## What to do
Take the entries that follow and return only the lines from the one with "Each instance of the quarter" through the final line, leaving every picture behind.
Segment Open
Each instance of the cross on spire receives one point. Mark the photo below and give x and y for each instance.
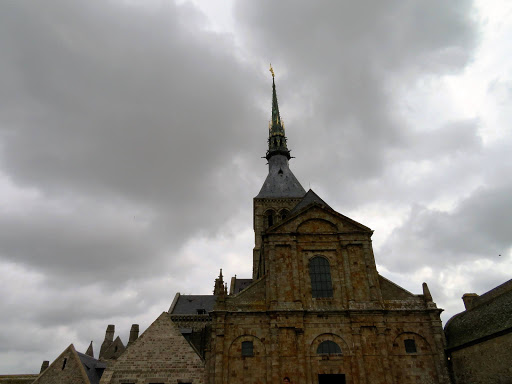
(276, 138)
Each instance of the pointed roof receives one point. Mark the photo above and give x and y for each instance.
(160, 352)
(68, 366)
(280, 181)
(309, 198)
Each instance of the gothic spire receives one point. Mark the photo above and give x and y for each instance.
(276, 137)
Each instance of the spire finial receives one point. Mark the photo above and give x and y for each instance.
(277, 139)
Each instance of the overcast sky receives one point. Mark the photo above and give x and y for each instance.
(131, 137)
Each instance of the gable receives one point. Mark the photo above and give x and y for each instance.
(162, 353)
(114, 350)
(392, 291)
(317, 226)
(253, 296)
(318, 219)
(67, 368)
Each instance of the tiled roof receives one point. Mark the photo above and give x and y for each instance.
(490, 314)
(189, 304)
(94, 368)
(310, 198)
(280, 181)
(241, 284)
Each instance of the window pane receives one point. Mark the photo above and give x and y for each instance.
(247, 348)
(320, 273)
(328, 347)
(410, 346)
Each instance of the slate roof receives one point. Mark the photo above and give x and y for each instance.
(491, 314)
(93, 368)
(309, 198)
(189, 304)
(241, 284)
(280, 181)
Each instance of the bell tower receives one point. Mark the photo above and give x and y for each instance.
(281, 190)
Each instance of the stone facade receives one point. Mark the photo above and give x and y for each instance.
(285, 324)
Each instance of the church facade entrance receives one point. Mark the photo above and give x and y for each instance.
(331, 379)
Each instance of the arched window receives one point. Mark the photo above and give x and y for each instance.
(328, 347)
(410, 346)
(320, 273)
(270, 215)
(247, 348)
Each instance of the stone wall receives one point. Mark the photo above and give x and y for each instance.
(66, 369)
(488, 362)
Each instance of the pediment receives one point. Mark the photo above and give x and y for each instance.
(316, 218)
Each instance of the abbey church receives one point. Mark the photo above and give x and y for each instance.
(315, 311)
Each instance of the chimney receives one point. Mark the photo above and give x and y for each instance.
(45, 365)
(109, 339)
(134, 333)
(426, 293)
(468, 299)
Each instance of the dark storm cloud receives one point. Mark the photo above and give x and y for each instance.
(139, 131)
(132, 109)
(128, 102)
(339, 60)
(479, 228)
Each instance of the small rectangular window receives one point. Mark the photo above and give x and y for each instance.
(410, 346)
(247, 348)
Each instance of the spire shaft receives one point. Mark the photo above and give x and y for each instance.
(277, 139)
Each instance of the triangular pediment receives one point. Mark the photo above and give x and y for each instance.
(253, 296)
(318, 218)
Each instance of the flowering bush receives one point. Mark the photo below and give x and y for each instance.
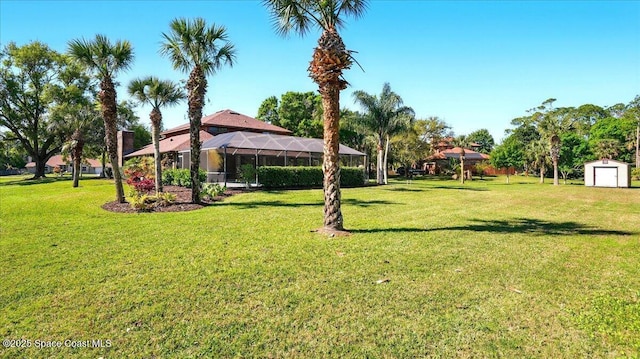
(139, 174)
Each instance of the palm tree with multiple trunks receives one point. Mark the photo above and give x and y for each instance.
(106, 59)
(200, 50)
(384, 116)
(157, 93)
(329, 59)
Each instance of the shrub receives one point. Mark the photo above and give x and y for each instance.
(164, 199)
(305, 177)
(138, 173)
(212, 190)
(181, 177)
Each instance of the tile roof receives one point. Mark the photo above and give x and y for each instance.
(232, 119)
(455, 153)
(170, 144)
(271, 142)
(57, 160)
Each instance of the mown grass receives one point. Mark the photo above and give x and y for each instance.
(482, 269)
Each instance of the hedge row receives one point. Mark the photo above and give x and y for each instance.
(282, 177)
(181, 177)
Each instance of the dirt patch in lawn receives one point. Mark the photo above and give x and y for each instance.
(182, 203)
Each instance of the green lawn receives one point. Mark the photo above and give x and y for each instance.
(482, 269)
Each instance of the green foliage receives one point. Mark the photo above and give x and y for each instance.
(212, 190)
(457, 286)
(164, 199)
(147, 202)
(248, 172)
(483, 138)
(299, 112)
(306, 177)
(181, 177)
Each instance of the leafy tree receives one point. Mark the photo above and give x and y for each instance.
(384, 116)
(74, 114)
(200, 50)
(26, 76)
(538, 155)
(608, 136)
(12, 154)
(508, 154)
(268, 111)
(410, 147)
(107, 60)
(573, 153)
(483, 138)
(299, 112)
(157, 93)
(462, 142)
(330, 59)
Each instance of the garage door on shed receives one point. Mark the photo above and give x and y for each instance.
(606, 176)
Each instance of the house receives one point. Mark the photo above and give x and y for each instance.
(607, 173)
(89, 166)
(445, 150)
(230, 139)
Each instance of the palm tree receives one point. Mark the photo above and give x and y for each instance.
(537, 153)
(329, 59)
(157, 93)
(200, 50)
(107, 59)
(384, 116)
(462, 142)
(78, 126)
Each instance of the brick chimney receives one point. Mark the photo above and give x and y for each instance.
(125, 145)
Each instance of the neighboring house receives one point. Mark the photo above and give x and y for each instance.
(230, 139)
(89, 166)
(439, 161)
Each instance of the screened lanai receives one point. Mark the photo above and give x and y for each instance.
(222, 155)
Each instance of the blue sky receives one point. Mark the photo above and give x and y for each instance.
(474, 64)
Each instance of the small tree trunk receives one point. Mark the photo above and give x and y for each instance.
(462, 168)
(156, 120)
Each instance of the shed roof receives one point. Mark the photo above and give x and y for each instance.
(268, 141)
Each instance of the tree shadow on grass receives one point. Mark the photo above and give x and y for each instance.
(277, 203)
(516, 225)
(30, 181)
(475, 189)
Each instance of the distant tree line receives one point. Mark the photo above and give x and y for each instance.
(559, 140)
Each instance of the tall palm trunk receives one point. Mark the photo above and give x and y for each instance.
(156, 120)
(386, 156)
(108, 102)
(77, 156)
(331, 159)
(330, 57)
(380, 162)
(638, 146)
(197, 88)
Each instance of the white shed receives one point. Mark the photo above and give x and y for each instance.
(607, 173)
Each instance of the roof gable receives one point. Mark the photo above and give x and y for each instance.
(232, 120)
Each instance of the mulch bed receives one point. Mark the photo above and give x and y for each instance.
(182, 203)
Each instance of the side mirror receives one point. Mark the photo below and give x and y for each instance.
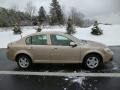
(73, 44)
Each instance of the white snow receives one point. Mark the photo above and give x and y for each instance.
(110, 37)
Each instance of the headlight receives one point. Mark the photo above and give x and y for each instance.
(107, 50)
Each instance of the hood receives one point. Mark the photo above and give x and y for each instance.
(93, 43)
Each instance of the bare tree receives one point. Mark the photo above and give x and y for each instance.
(76, 16)
(30, 9)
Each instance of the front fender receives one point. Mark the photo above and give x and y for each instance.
(90, 52)
(23, 52)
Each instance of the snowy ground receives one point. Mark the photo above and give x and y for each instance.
(110, 37)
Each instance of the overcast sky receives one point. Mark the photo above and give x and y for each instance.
(91, 8)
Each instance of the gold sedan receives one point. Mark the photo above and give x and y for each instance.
(57, 47)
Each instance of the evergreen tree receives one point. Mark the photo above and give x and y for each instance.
(42, 15)
(96, 30)
(56, 13)
(70, 28)
(17, 29)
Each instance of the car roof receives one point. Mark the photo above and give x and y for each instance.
(47, 32)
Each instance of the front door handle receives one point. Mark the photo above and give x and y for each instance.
(54, 48)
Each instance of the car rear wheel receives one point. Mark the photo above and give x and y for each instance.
(24, 61)
(92, 61)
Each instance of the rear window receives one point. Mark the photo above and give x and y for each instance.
(37, 40)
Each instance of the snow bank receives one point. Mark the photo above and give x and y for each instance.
(110, 37)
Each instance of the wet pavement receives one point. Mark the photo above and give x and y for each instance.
(58, 83)
(113, 66)
(29, 82)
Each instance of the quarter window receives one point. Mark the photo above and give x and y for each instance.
(60, 40)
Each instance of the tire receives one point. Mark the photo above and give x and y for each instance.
(92, 61)
(24, 61)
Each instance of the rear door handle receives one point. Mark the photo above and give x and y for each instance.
(29, 48)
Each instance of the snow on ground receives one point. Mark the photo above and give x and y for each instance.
(110, 37)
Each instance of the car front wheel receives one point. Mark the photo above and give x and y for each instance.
(24, 61)
(92, 61)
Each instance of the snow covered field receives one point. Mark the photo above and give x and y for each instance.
(110, 37)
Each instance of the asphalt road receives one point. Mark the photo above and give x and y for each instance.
(32, 82)
(113, 66)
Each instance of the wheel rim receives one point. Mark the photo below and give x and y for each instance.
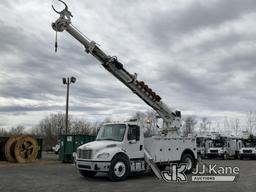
Segment Closed
## Solution to this task
Each instance of the quarter window receives one point. Mark the photo above and give x and y for each instance.
(60, 40)
Each instance of the tire receives one point. Mark the photo above and give x and y for each instance.
(92, 61)
(24, 61)
Each instance of the rear door handle receives one point. Mark the photo above and give x and y for each instance.
(29, 48)
Each instance of the snow on ground receives one point. Mark the photo above and give x and y for each instance.
(110, 37)
Each instance of the car front wheel receives one point. Mark the photo above and give x and y for each instance.
(24, 61)
(92, 61)
Each instance of the snow covered field receives one point. Mark the photo above and give x and y for each instance.
(110, 37)
Each instance of the asphalt road receives one point. Mark the photo above and give x and y for each instance.
(32, 82)
(113, 66)
Each instance of the wheel rim receives one point. Mark the photo below and give x and y for each instance.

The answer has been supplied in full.